Source records:
******************************
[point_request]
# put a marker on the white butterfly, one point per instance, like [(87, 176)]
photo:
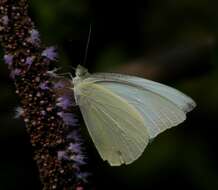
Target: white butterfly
[(123, 112)]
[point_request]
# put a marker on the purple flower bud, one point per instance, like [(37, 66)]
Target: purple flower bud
[(64, 102), (18, 112), (5, 20), (14, 73), (79, 159), (44, 86), (34, 37), (68, 118), (62, 155), (29, 61), (75, 147), (50, 53), (74, 135), (59, 84), (83, 176), (53, 73), (8, 58)]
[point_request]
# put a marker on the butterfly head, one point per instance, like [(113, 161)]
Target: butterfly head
[(81, 71)]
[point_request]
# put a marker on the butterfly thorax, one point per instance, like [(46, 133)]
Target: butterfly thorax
[(81, 74)]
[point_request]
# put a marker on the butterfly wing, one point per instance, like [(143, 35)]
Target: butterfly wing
[(161, 106), (116, 127)]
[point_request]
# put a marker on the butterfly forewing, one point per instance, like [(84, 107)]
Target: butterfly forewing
[(162, 107)]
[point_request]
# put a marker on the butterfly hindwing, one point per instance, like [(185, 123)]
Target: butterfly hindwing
[(116, 127)]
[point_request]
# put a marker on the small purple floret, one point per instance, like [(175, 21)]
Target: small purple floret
[(68, 118), (8, 58), (44, 86), (59, 84), (75, 147), (18, 112), (34, 37), (5, 20), (50, 53), (29, 61), (62, 155), (64, 102), (14, 73)]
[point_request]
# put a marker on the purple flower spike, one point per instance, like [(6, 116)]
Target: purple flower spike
[(68, 118), (44, 86), (64, 102), (5, 20), (8, 59), (14, 73), (50, 53)]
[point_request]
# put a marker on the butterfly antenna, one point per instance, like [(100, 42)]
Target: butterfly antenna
[(87, 45)]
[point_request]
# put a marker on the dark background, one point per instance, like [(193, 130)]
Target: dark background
[(171, 41)]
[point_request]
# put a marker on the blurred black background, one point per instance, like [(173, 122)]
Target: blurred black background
[(171, 41)]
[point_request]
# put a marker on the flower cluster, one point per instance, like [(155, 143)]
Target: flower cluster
[(45, 106)]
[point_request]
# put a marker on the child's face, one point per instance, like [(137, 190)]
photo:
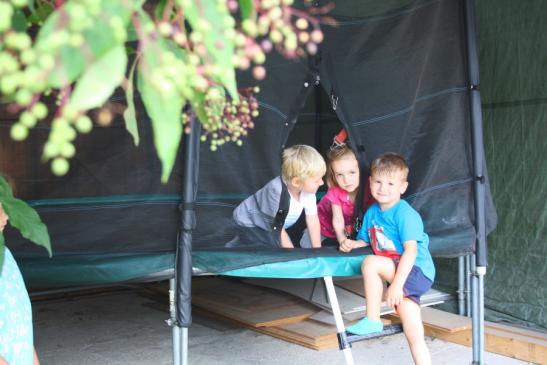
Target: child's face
[(3, 218), (346, 173), (311, 184), (387, 188)]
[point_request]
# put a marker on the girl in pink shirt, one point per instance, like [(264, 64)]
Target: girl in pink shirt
[(336, 208)]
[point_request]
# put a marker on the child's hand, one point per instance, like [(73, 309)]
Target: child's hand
[(347, 245), (394, 296)]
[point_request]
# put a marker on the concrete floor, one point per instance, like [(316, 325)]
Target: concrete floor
[(124, 327)]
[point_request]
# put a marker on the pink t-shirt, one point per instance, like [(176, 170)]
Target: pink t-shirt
[(337, 196)]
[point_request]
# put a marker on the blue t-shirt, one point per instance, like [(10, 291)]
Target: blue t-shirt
[(387, 230), (16, 340)]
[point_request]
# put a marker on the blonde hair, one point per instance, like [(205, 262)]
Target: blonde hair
******************************
Set task:
Retype all of the records above line for line, leaving out the pictures.

The response:
[point_request]
# put a marker on the white butterfly, one point per instance, like [(87, 176)]
photo:
Target: white butterfly
[(123, 112)]
[point_request]
# put a marker on the purple flower bud, one point per instance, like [(37, 66)]
Target: purple flower bud
[(64, 102), (18, 112), (5, 20), (14, 73), (79, 159), (44, 86), (34, 37), (68, 118), (62, 155), (29, 61), (75, 147), (50, 53), (74, 135), (59, 84), (83, 176), (53, 73), (8, 58)]
[point_request]
# put a marker on the butterfly head, one point per instance, like [(113, 161)]
Target: butterfly head
[(81, 71)]
[point_request]
# put a marker on the butterfly thorax, one point per instance, like [(46, 133)]
Target: butterfly thorax
[(81, 74)]
[point_request]
# put a marker on the butterfly wing, one point per instance, like [(143, 35)]
Target: butterfly wing
[(161, 106), (116, 127)]
[point_request]
# put a marker on the butterfly forewing, one point per instance, like [(84, 107)]
Target: butterfly forewing
[(162, 107)]
[point_request]
# put a marker on the butterfly hindwing, one point per instance, like [(185, 123)]
Target: butterfly hindwing
[(116, 127)]
[point_request]
# put a marker on the small purple floret, one point per instance, like [(175, 21)]
Target: small purple floret
[(68, 118), (8, 58), (44, 86), (59, 84), (75, 147), (18, 112), (34, 37), (5, 20), (50, 53), (29, 61), (62, 155), (64, 102), (14, 73)]
[point_request]
# put a marker on the purple flower spike, one point per instance, like [(6, 116)]
Target: purple flower spike
[(68, 118), (44, 86), (64, 102), (5, 20), (8, 59), (14, 73), (50, 53)]
[point_request]
# put a marker on the butterfly antenna, one point per instance, like [(100, 42)]
Target: butterfly antenna
[(87, 45)]
[point_request]
# put a marker on the dark background, one point per instance, like [(193, 130)]
Target: dark background
[(171, 41)]
[point_request]
# put a marker on the blurred black background, one point per instance, like [(173, 122)]
Target: blurred black background
[(171, 41)]
[point_request]
# put a marker on the flower cluster, one point per instance, like [(155, 143)]
Target: flower cluster
[(45, 106)]
[point_request]
# put a marker on the child's face, one point per instance, like [(137, 190)]
photo:
Target: child's face
[(3, 218), (346, 173), (311, 184), (387, 188)]
[point_request]
# put a marker on the girl in pink shirt, one point per instance, like [(264, 64)]
Target: girl in pink shirt
[(336, 208)]
[point_request]
# put a marker on the child's hand, one point per instance, like [(73, 309)]
Target: child's hand
[(347, 245), (394, 296)]
[point_request]
# put a marker on the concrete floor, one point per instance, like [(316, 325)]
Target: concrete floor
[(124, 327)]
[point_request]
# put a marker on the pink t-shirt, one point per instance, like [(176, 170)]
Target: pink t-shirt
[(337, 196)]
[point_request]
# put a marker on the blue t-shirt, one point per instance, like [(10, 291)]
Target: blue t-shirt
[(387, 230), (16, 340)]
[point_request]
# put a marker on the blonde hair, one point per instance, like [(205, 262)]
Target: blonde hair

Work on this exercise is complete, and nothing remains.